TASK GOAL = Reproduce the lines from the one containing "Every instance of the moss" through the end of the records, leaving out any pictures.

DATA FOR THIS TASK =
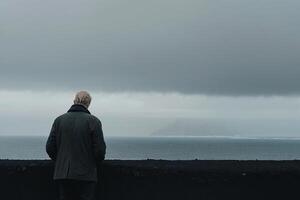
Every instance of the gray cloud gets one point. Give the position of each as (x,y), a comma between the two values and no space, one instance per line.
(210,47)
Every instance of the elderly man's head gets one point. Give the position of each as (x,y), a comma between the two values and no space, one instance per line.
(83,98)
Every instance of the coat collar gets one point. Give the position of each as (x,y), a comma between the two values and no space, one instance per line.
(78,108)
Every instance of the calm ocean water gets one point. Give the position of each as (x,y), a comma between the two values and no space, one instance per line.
(170,148)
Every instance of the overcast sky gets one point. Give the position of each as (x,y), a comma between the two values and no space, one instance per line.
(149,64)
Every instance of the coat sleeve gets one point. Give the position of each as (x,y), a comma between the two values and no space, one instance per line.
(98,143)
(51,146)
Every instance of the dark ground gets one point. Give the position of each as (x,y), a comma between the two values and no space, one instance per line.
(158,179)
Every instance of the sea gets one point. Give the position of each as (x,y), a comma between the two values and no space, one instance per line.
(167,148)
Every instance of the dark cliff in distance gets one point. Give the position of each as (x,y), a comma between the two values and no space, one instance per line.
(161,180)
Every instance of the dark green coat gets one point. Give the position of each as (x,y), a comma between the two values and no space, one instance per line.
(76,145)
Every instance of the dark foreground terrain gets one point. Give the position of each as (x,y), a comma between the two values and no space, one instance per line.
(155,179)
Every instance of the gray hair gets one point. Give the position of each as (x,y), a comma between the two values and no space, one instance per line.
(83,98)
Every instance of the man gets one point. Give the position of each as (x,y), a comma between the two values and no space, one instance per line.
(77,146)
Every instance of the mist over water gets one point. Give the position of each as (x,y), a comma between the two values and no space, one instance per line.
(169,148)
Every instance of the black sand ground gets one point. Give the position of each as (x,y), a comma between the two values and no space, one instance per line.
(158,179)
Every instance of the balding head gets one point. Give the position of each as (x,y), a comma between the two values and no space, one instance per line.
(83,98)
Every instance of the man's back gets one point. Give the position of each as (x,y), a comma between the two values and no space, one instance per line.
(76,144)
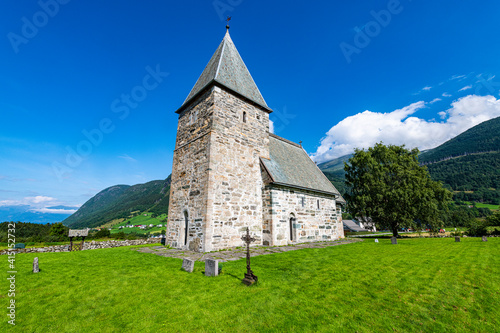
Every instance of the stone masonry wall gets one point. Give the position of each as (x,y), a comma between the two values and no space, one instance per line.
(188,191)
(235,182)
(311,224)
(93,245)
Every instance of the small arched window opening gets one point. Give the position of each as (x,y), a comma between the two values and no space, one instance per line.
(186,226)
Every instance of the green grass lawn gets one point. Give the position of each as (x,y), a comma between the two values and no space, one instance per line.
(419,285)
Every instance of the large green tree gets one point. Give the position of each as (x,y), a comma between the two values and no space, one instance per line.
(387,185)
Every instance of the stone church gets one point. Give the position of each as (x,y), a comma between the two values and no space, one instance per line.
(230,173)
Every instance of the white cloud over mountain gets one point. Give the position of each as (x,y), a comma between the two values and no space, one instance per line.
(399,127)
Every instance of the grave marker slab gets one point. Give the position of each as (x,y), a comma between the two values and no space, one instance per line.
(188,265)
(36,268)
(211,267)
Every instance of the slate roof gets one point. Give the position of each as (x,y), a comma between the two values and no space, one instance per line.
(290,165)
(228,69)
(351,225)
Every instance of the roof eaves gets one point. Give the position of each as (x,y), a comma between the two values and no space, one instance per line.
(223,86)
(265,168)
(336,195)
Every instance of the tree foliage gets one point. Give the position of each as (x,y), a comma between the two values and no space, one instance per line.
(387,184)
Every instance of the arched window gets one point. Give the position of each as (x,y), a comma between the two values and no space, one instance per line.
(186,226)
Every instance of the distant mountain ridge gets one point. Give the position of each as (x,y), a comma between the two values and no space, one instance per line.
(459,163)
(119,201)
(468,164)
(481,138)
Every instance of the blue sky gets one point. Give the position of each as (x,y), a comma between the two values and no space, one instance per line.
(339,75)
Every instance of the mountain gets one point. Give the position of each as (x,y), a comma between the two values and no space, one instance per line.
(468,164)
(334,171)
(119,201)
(484,137)
(335,166)
(27,213)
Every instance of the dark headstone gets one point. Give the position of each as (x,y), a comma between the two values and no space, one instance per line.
(188,265)
(250,278)
(36,269)
(211,267)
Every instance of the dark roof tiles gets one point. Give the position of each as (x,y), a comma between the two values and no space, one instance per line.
(290,165)
(227,68)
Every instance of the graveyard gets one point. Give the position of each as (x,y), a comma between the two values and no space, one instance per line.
(418,285)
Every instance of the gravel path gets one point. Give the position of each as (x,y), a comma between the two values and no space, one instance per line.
(240,252)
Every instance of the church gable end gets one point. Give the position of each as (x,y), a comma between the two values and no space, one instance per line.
(230,173)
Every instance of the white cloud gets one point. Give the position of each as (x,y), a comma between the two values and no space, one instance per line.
(127,158)
(10,203)
(39,199)
(398,127)
(271,126)
(466,88)
(456,77)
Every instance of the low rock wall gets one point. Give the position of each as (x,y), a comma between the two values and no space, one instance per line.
(93,245)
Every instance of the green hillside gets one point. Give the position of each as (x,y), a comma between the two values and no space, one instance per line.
(334,171)
(468,164)
(119,201)
(484,137)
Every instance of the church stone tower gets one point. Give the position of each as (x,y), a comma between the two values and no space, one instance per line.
(222,133)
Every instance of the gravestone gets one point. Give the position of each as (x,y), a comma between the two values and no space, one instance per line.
(250,277)
(36,269)
(188,265)
(211,267)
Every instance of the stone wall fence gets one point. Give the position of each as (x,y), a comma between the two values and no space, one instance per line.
(93,245)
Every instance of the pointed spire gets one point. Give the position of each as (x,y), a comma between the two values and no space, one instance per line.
(226,67)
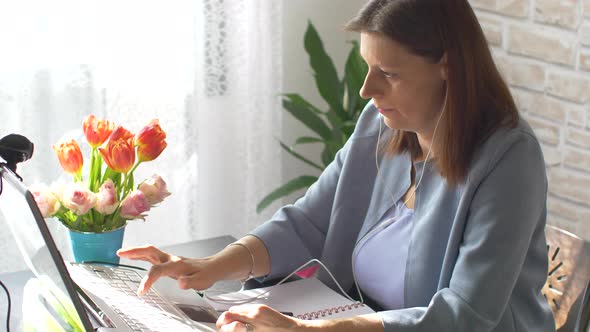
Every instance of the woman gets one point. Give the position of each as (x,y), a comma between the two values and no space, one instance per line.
(442,184)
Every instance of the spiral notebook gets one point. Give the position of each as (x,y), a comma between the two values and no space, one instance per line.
(305,298)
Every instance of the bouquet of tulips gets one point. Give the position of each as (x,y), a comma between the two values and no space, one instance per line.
(107,196)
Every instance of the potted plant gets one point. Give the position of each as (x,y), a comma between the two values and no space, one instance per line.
(332,126)
(96,206)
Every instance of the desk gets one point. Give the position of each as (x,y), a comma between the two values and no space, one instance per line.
(15,281)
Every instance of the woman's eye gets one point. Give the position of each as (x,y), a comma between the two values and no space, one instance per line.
(387,74)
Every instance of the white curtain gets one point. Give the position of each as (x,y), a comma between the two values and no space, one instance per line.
(210,70)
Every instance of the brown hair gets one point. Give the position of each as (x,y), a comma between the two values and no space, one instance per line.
(478,99)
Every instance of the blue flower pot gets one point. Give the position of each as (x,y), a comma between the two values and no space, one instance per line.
(100,247)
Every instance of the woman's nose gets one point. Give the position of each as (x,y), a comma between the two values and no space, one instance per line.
(370,88)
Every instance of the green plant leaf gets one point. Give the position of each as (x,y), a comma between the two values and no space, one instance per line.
(348,127)
(308,118)
(355,71)
(300,157)
(300,182)
(326,76)
(308,140)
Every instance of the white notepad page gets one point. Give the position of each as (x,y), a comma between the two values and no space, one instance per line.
(305,298)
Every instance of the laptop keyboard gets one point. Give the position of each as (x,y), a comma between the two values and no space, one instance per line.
(118,287)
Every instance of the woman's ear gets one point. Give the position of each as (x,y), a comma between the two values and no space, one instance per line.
(444,71)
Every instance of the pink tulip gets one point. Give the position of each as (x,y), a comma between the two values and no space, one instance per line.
(46,201)
(154,189)
(78,199)
(107,198)
(134,205)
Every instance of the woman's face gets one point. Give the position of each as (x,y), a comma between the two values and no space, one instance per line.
(407,89)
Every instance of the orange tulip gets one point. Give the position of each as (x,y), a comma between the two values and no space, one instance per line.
(97,130)
(119,154)
(70,156)
(121,133)
(150,141)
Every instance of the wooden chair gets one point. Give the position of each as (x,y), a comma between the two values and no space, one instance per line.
(566,288)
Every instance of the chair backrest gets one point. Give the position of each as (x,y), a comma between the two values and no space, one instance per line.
(567,278)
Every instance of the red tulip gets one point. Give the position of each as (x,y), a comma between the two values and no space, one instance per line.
(121,133)
(97,130)
(150,141)
(70,156)
(119,154)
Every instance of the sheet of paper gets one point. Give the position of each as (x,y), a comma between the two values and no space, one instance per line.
(305,298)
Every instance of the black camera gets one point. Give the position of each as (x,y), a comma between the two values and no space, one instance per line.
(15,148)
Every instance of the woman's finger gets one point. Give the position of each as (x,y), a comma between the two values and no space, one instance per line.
(194,281)
(146,253)
(233,327)
(229,318)
(173,269)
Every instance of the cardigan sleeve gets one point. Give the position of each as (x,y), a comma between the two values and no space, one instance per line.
(296,233)
(507,211)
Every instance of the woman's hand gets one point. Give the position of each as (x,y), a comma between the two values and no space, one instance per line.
(262,319)
(190,273)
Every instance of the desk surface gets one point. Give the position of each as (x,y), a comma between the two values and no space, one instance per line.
(15,281)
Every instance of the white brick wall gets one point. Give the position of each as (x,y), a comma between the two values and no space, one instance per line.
(542,47)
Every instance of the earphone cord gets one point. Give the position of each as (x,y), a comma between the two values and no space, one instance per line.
(9,305)
(427,155)
(250,299)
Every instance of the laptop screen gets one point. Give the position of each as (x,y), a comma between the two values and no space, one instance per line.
(37,247)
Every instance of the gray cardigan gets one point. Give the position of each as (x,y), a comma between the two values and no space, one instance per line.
(477,258)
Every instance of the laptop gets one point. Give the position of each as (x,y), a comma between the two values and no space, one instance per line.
(93,297)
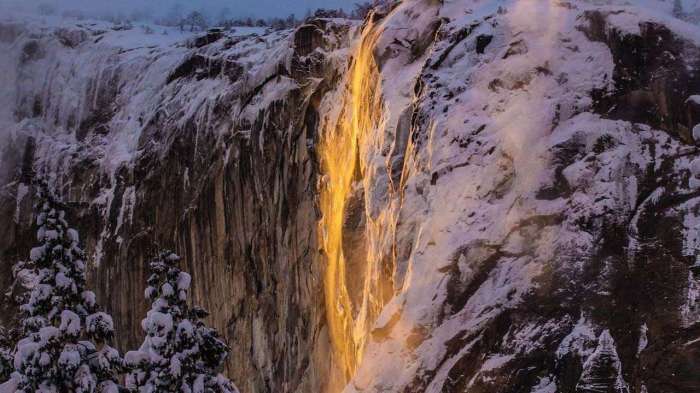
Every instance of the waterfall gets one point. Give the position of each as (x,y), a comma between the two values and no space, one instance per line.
(340,153)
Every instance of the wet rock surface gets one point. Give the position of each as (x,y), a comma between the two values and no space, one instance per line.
(536,180)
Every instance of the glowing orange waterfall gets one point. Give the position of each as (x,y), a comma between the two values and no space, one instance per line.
(340,154)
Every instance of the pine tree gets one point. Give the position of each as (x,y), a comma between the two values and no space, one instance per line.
(6,367)
(64,348)
(180,353)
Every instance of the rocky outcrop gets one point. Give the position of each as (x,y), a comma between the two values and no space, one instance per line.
(523,212)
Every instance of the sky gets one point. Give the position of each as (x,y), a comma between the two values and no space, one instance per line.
(242,8)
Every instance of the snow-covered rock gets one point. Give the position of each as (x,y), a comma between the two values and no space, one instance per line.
(526,194)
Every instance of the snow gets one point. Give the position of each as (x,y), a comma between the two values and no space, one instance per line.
(70,323)
(183,281)
(22,192)
(37,253)
(643,340)
(99,323)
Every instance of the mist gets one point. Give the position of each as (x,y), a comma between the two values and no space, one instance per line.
(158,8)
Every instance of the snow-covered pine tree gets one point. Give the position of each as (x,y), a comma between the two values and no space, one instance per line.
(678,9)
(180,353)
(64,348)
(6,367)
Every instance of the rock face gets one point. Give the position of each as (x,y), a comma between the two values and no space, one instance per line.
(522,214)
(205,148)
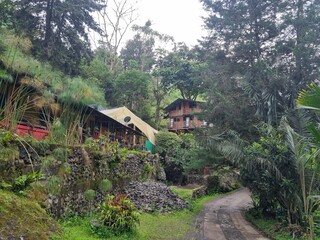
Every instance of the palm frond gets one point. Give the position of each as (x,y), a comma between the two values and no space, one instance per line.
(309,98)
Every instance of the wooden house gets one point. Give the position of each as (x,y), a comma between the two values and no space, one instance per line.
(183,115)
(25,111)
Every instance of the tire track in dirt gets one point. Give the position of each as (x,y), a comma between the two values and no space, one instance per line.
(222,219)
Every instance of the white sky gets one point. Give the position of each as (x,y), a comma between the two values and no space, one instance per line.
(178,18)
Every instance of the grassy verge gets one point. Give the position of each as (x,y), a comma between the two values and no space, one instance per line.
(273,229)
(171,226)
(23,218)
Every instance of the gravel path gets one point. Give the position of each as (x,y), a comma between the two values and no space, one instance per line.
(222,219)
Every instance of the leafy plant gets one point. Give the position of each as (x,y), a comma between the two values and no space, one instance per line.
(53,185)
(105,185)
(118,213)
(90,194)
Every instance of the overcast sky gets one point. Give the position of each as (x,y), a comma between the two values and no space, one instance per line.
(178,18)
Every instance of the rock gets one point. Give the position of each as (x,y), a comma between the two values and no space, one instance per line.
(154,197)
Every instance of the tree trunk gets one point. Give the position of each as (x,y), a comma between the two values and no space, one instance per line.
(48,28)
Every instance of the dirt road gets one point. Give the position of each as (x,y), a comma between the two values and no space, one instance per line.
(222,219)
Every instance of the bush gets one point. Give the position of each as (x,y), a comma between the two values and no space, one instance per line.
(118,213)
(105,185)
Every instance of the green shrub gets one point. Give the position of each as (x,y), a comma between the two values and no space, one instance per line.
(23,181)
(118,213)
(90,194)
(60,154)
(105,185)
(53,185)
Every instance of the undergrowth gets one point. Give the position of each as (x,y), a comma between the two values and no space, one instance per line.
(24,218)
(172,226)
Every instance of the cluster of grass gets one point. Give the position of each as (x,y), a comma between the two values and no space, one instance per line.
(274,230)
(23,218)
(152,226)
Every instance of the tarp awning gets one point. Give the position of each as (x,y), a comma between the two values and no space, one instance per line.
(120,114)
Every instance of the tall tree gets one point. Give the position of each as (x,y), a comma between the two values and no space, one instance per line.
(58,29)
(142,48)
(181,69)
(115,19)
(266,44)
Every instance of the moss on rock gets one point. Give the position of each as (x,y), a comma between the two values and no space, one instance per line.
(22,218)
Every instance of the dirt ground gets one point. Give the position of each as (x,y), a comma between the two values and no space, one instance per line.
(222,219)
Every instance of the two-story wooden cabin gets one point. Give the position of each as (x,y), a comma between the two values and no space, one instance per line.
(183,115)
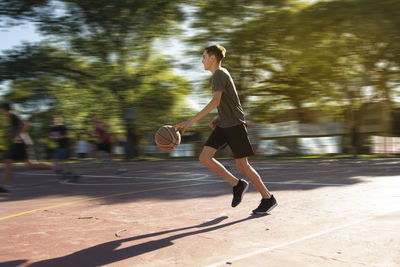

RESULT OF THE EXERCISE =
Every instance of the moss on rock gets one point. Give the position of each as (x,y), a comma between the two values and no space, one instance per line.
(22,218)
Every instance of the dirt ground gets one point. Give the position of each as (x,y), a comma between the two values and no space, one instance per line.
(222,219)
Every instance of the two-story wooden cabin gets one point. Give the position of each as (x,y), a comma between the two values and no space, one instance per line.
(183,115)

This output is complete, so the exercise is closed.